── READING PASSAGE
U.S. Department of State
Bureau of Verification and Compliance
Remarks delivered to the Congressional Defense and Foreign Policy
Forum
January 28, 2005
ARE OUR OLD CONCEPTS OF VERIFICATION OBSOLETE?
Thank you for the opportunity to speak to this forum on a critical but often overlooked topic: Are Our Old Concepts of Verification Obsolete?
The topic is critical because how we decide to approach verification of arms control, nonproliferation and disarmament agreements and commitments among states can affect not only the substance and pace of negotiations but also our long-term ability to achieve our fundamental objectives for which we engage in these pursuits - namely, strengthening U.S. and global security and, thereby, reducing the need for recourse to force to protect that security.
The topic is often overlooked because questioning whether contemporary verification constructs facilitate or impede achievement of our ultimate objectives and changing these constructs to fit the needs of the times does not come easily to national or international bureaucracies.
Many of you know the difficult battles that were waged in the 1960s, '70s and '80s, first over the idea of enshrining in bilateral arms control agreements, the concept of noninterference with national technical means of verification and later, over incorporating concepts of on-site inspection and detailed data exchanges. I daresay that changing concepts today would not be any easier.
As the U.S. Assistant Secretary of State for Verification and Compliance, my Bureau and I are charged in the Department of State with overall supervision, including oversight of policy and resources, of all matters relating to verification of and compliance with international arms control, nonproliferation and disarmament agreements and commitments.
This includes assessing, analyzing and reviewing planned or ongoing policies, programs or actions that have a direct bearing on verification or compliance matters and serving as the principal policy community representative to the intelligence community on verification and compliance matters.
It also includes participating in interagency deliberations and international negotiations to achieve our verification and compliance objectives, assessing other states' compliance with agreements and working to enforce compliance when other states violate their commitments.
It is also our responsibility to assess whether the concepts that underpin our approach to verification and proposed verification measures enable us to achieve our goals or require updating.
Because this Administration's approach to verification, compliance assessment and compliance enforcement is not always well understood, let me share with you our thinking about these processes and how they interact
The U.S. View of Verification, Compliance Assessment and Compliance Enforcement
Verification, compliance assessment and compliance enforcement are the three components of a policy process wherein information about a state's actions is weighed against its obligations and commitments, and if it is determined that the state is not fulfilling its obligations and commitments, steps are identified and taken to induce or enforce compliance.
As a general rule, the first step of this process is to assess the extent to which an agreement can actually be verified. This step is undertaken in the United States before we enter into negotiations for a new agreement, during its negotiation as changes to the agreement are considered, and after an agreement has been concluded.
The second step in this process is an assessment of the compliance or noncompliance of parties to the agreement, once the agreement has entered into force.
The final step in this process is compliance enforcement: determining what can or must be done to bring a party that is judged to have violated its obligations back into compliance or to otherwise respond to that party's noncompliance. It includes acting on that determination.
────
── DATA EXCERPTS
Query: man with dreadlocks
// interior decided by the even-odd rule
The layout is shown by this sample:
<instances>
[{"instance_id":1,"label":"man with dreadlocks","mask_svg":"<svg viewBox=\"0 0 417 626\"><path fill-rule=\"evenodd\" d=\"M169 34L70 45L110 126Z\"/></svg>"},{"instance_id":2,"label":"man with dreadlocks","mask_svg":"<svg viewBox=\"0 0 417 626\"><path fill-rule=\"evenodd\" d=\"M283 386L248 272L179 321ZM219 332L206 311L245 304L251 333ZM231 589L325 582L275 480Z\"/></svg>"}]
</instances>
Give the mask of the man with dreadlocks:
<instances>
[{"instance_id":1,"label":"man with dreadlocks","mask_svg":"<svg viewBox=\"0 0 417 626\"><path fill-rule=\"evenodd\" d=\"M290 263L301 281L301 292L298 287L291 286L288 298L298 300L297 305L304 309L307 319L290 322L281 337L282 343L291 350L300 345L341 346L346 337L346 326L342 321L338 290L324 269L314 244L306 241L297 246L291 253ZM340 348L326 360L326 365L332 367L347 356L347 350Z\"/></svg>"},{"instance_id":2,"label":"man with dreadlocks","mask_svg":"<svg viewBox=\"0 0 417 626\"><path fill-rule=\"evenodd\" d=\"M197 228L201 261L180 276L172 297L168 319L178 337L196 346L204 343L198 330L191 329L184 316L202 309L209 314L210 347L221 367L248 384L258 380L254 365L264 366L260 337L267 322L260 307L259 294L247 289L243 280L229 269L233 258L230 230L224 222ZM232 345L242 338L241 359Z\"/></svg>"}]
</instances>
────
▶ **TASK INSTRUCTIONS**
Extend the remarks on arms control verification, starting right after their final sentence. The data comes from an unrelated source.

▶ **ANSWER TO THIS EXERCISE**
Many consider these factors - verification, compliance, and enforcement -- as separate and separable activities. However, like the legs on a 3-legged stool, they are interdependent: remove one or two and the stool will topple over.
How Do We Reach Noncompliance Judgments?
The U.S. process of reaching noncompliance judgments is grounded in U.S. law. The U.S. Congress has established specific institutions - my Bureau, most notably - to ensure that the compliance assessment process is rigorous, systematic and objective.
Initial indications of a potential problem of noncompliance can come from a broad array of sources, beginning with information that is already available to States Parties, such as declaration data or inspection reports. We use and assess information from various sources, both technical and non-technical.
While all nations have or could have sources of valid or validateable information for reaching their own noncompliance judgments, some states have expressed concern that they lack the technical capabilities that commonly have been associated with verification -- satellites, for example, to watch the activities of their treaty partners. My response has been that the means by which states parties can acquire relevant information for reaching noncompliance judgments are far more extensive than has been generally acknowledged and was true in the past. The old verification concept -- national technical means of verification -- fails to capture the totality of resources available to states parties. The updated concept of National Means and Methods acknowledges that every state has access to information that can be relevant to reaching compliance judgments - whether from its international diplomats overseas, reports from dissident groups that reveal the noncompliance of their governments, reports from international inspectorates, commercial satellites, or other means.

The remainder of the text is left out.